* [What this task involves]:
Emit a verbatim copy of the lines running from the line with "of the blue" through the end of the material below.

— Begin Entries —

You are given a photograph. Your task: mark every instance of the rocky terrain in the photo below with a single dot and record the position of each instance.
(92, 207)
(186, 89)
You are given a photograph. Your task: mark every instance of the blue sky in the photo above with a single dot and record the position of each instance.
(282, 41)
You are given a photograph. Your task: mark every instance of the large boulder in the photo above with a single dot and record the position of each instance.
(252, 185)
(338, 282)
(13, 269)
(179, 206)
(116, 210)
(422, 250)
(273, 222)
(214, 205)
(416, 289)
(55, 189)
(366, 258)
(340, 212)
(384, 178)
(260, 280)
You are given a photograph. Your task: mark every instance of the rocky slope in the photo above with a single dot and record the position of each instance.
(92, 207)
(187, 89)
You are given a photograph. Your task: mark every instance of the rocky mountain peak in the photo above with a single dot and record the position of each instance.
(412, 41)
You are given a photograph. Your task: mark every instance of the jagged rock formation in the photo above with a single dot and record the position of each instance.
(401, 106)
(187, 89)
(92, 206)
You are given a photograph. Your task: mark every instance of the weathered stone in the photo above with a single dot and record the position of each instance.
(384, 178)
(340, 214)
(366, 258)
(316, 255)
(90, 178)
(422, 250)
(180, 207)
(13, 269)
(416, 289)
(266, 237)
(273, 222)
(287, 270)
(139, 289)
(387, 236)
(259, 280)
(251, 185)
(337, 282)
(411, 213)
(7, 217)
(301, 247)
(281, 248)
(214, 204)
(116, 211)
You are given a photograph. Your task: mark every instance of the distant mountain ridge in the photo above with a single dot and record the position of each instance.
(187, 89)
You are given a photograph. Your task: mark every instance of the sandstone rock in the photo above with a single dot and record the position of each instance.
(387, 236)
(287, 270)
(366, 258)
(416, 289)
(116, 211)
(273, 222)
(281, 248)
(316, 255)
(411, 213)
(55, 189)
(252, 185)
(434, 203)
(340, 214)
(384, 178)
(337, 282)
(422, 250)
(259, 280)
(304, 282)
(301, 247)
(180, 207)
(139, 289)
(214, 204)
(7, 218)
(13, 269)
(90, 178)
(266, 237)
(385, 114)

— End Entries —

* [Output of the exercise]:
You are given a photograph. Your task: mark every instance of the blue sky in the photo above with a single dot and record the position of each instance.
(282, 41)
You are given a photograph. Your task: mark every instance of the large boulder in the photo above with a single dot and record the position of each instance.
(252, 185)
(338, 282)
(13, 269)
(179, 206)
(116, 210)
(422, 250)
(273, 222)
(214, 205)
(416, 289)
(55, 189)
(366, 258)
(340, 212)
(384, 178)
(260, 280)
You are given a photograph. Your task: mark every instance of the rocky slope in the photo above with a single dot and record the position of each instance.
(92, 207)
(187, 89)
You are given a photograph. Your task: mark every instance of the rocky mountain peak in the photo above with a single dot and record the position of each instance.
(412, 41)
You are given a photograph. Your task: mark every instance of the jagged rock formation in the photo above with a single dot and record the position of each instance.
(401, 106)
(187, 89)
(92, 206)
You are given a photograph. Your task: mark every instance of the weathered stone in the photo above with a single dot and record the position of each instance.
(384, 178)
(340, 214)
(366, 258)
(316, 255)
(90, 178)
(422, 250)
(180, 207)
(13, 269)
(416, 289)
(266, 237)
(273, 222)
(287, 270)
(139, 289)
(387, 236)
(259, 280)
(251, 185)
(337, 282)
(411, 213)
(7, 217)
(301, 247)
(281, 248)
(214, 204)
(116, 211)
You are given a photograph. Your task: mark every instance of the distant mountain ridge in the photo above with a single dot and record the position of each instance.
(187, 89)
You are given a photograph. Your task: mark every instance of the sandstone rock in the photo above with a single dot and record the position of each instance.
(387, 236)
(287, 270)
(366, 258)
(416, 289)
(116, 211)
(273, 222)
(281, 248)
(316, 255)
(411, 213)
(55, 189)
(252, 185)
(434, 203)
(340, 214)
(384, 178)
(337, 282)
(422, 250)
(259, 280)
(304, 282)
(301, 247)
(180, 207)
(139, 289)
(214, 204)
(7, 218)
(13, 269)
(90, 178)
(266, 237)
(385, 114)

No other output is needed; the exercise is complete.